The monster slug Keith saw on his walk.
THIS ISLAND LIFE I DON'T know what we’ve done to upset the foreigners but every now and then they have an annoying tendency to send us their pestilence and plagues.
Spain, Asia and Hong Kong have successfully exported their flu viruses to these shores over the years, the Dutch single-handedly destroyed the British elm tree and, only this week, the Portuguese attempted yet another invasion with their men o’ war.
Then there are those other equally unwelcome imports, such as Swiss cheese, Moroccan beer, American chocolate and Polish vodka, which have all managed to breach our coastal defences.
But we are warned the worst is yet to come — so brace yourselves for the arrival of the Spanish slug.
According to press reports, this creature can reach up to 15cms in length (that’s about six inches in old money) and likes to dine out on dead rabbits and dogs’ mess.
It’s when they start eating live rabbits we really have to worry but, in the meantime, these monsters are threatening to wipe out our little local gastropods.
The Spanish slugs are believed to be virtually indestructible. Indeed, they’re so tough they probably don’t have to be immunised against their own flu.
Readers reluctant to learn more about the sex lives of slugs, and risk acquiring a mental image which will remain with them for days, are advised to avoid the next few paragraphs.

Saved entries
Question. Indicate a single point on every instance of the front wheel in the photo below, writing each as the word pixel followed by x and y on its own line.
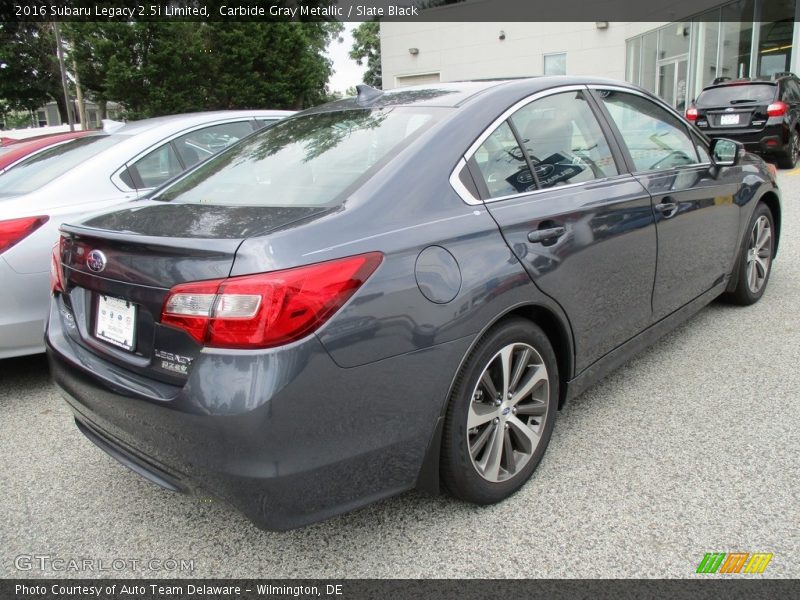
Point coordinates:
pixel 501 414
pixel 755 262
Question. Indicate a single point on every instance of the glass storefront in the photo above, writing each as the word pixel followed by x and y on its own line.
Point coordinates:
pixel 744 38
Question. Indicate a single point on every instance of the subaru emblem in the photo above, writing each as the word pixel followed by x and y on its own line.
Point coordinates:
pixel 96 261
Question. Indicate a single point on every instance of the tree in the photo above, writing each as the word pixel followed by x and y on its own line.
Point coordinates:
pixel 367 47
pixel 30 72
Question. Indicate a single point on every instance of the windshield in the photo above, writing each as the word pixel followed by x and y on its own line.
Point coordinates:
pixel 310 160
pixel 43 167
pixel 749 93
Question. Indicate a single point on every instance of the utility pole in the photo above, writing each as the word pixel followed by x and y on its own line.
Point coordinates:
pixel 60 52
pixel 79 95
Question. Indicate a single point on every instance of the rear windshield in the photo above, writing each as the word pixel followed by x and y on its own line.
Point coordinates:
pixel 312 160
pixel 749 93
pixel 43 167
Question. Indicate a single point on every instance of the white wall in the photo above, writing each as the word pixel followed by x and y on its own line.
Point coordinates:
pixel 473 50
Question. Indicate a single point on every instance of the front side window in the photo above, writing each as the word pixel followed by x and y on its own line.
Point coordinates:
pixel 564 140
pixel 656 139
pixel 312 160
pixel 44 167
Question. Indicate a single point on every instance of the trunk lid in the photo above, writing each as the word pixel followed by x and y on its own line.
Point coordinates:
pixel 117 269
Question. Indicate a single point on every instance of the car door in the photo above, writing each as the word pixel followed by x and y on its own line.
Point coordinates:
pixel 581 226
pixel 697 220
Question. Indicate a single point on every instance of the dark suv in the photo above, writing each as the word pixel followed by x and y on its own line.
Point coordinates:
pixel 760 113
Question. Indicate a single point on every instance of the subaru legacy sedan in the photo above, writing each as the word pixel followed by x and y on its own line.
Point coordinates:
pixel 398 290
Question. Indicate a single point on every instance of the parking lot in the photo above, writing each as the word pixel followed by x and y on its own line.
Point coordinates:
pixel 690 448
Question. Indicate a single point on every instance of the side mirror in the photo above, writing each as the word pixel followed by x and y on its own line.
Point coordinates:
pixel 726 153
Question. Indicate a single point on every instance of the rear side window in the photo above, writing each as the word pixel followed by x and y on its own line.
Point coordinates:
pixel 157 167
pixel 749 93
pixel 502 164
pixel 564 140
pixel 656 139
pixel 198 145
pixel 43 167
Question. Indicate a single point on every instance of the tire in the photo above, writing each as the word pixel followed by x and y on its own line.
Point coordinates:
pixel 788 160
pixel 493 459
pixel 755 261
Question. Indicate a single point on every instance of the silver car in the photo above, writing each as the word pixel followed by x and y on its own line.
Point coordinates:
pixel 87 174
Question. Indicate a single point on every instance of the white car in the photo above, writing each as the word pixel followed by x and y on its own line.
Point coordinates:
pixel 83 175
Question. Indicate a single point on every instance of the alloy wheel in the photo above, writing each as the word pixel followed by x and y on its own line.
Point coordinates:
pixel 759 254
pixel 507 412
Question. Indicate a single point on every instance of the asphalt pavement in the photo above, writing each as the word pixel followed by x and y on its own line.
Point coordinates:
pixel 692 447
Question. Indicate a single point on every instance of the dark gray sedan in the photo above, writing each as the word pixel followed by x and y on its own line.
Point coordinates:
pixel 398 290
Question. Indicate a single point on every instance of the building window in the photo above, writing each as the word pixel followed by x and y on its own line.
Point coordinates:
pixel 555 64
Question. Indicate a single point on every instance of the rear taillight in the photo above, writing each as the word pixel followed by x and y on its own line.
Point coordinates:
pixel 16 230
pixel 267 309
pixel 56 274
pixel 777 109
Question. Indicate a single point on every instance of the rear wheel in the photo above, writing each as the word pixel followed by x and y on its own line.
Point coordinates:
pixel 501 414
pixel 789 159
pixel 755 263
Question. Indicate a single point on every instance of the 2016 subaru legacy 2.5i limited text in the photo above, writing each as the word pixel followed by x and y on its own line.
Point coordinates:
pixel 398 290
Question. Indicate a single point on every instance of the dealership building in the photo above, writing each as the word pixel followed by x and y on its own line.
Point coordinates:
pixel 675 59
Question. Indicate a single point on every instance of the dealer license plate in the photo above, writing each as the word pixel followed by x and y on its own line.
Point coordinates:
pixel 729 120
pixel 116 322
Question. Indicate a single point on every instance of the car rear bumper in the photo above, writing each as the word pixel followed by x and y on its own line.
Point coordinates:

▶ [EXERCISE]: According to the column about the Spanish slug, how long can this creature grow?

▶ [OUTPUT]: Up to 15cms in length, which is about six inches.